# Quesiti e compiti
[A] Secondo la recensione de «La Croce dalle 7 Pietre», quale pseudonimo adotta Marco Antonio Andolfi per questo film?
[B] Estragga dai record ogni riga che contiene la stringa "blue", distinguendo tra maiuscole e minuscole.

“Aborì, vieni qui!!!”
Ed eccomi qui, anch'io come Aborym, a far fronte all'onere e all'onore di dover recensire uno dei film trash per eccellenza e il suo ancor più memorabile seguito.
“La Croce dalle 7 Pietre”, per chi possegga un minimo di “cultura” cinematografica, dovrebbe essere un titolo noto, in quanto perfetta sintesi del film di merda Made in Italy. Siamo di fronte infatti all'apice del comico involontario, un'opera verso cui tutti gli altri film da “So bad, it's good”, dovrebbero guardare con timore e rispetto.
Ma andiamo con ordine. Il mitico, leggendario, straordinario, unico e solo Marco Antonio Andolfi è un attore e regista teatrale di Roma; un bel giorno del 1987 decide di fare un film e ottiene i fondi (limitatissimi a dir la verità) grazie ad una sovvenzione statale (!).
Il buon Marco Antonio (che decide di usare lo pseudonimo di Eddy Endolf per l'occasione) scrive, dirige e interpreta.
La trama: Marco (sempre Andolfi) è un ragazzo di Roma che viene invitato a Napoli dalla cugina. Una volta arrivato lì viene subito rapinato della sua croce (quella del titolo ovviamente) da due tizi in moto. Da qui inizierà la sua ricerca disperata per recuperare il magico amuleto fra gli ambienti della camorra. Infatti senza di esso, allo scoccare della mezzanotte, Marco si trasforma in un lupo mannaro.

# Dati registrati
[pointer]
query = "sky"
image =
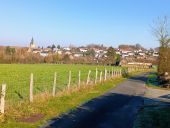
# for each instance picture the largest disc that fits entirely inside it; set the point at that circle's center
(80, 22)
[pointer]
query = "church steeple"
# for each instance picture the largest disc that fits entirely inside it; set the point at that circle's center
(32, 44)
(32, 41)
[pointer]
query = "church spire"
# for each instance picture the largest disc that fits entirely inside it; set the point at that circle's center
(32, 41)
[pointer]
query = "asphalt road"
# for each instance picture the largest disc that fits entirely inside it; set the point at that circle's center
(115, 109)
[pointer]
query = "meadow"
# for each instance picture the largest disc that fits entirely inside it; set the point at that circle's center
(17, 77)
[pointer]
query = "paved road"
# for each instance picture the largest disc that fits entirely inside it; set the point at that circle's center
(115, 109)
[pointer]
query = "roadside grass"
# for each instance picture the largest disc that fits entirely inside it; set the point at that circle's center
(17, 77)
(153, 118)
(153, 81)
(49, 107)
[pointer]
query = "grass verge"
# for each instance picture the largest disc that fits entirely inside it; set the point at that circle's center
(47, 107)
(153, 118)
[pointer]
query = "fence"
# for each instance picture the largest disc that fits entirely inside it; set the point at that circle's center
(52, 84)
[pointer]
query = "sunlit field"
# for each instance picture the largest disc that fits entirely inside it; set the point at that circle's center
(17, 77)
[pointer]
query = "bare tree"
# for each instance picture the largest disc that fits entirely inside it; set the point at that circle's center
(161, 30)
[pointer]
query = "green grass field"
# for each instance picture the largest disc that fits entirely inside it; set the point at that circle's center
(17, 77)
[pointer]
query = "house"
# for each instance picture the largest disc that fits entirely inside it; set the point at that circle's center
(36, 50)
(66, 49)
(83, 50)
(155, 54)
(78, 54)
(44, 53)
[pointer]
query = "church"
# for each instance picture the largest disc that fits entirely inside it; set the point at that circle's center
(32, 44)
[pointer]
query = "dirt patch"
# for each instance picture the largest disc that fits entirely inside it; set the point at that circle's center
(32, 119)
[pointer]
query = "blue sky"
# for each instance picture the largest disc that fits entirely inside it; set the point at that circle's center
(80, 22)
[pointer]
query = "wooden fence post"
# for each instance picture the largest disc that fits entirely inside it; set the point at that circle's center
(54, 84)
(105, 76)
(3, 92)
(88, 77)
(31, 87)
(96, 76)
(120, 72)
(79, 83)
(69, 80)
(112, 72)
(100, 76)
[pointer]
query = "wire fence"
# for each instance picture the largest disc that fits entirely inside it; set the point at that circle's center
(20, 86)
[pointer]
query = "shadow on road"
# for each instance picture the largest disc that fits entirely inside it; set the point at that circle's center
(112, 110)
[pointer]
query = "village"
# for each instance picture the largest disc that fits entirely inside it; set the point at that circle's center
(98, 52)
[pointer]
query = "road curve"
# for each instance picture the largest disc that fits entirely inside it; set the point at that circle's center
(115, 109)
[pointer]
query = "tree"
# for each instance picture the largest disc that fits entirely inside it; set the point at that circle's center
(53, 46)
(90, 52)
(111, 55)
(10, 51)
(58, 46)
(162, 33)
(161, 30)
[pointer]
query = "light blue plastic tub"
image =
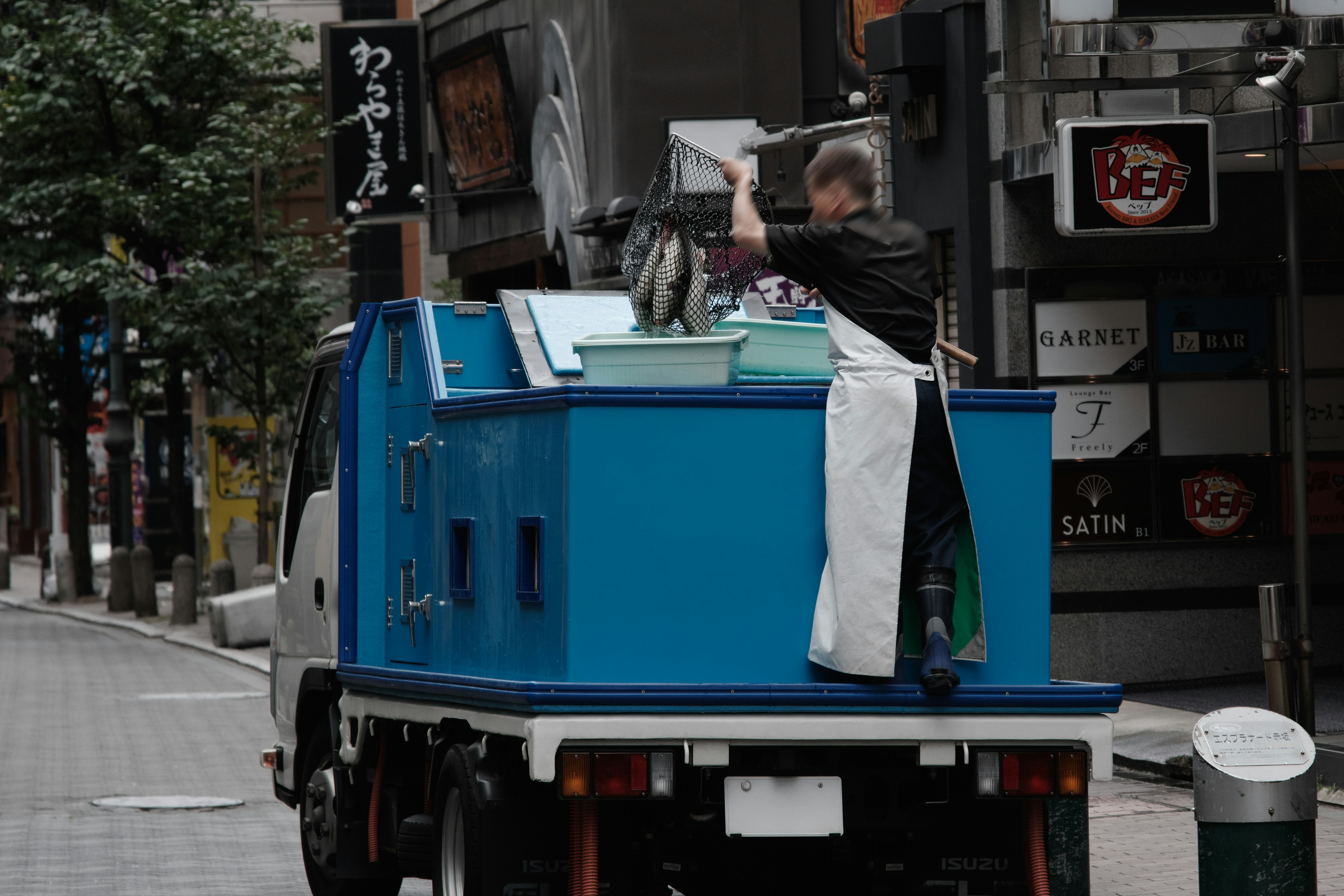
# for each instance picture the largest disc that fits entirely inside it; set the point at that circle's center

# Soluzioni
[A] Eddy Endolf.

[B]
query = "blue sky"
query = "light blue plastic tub"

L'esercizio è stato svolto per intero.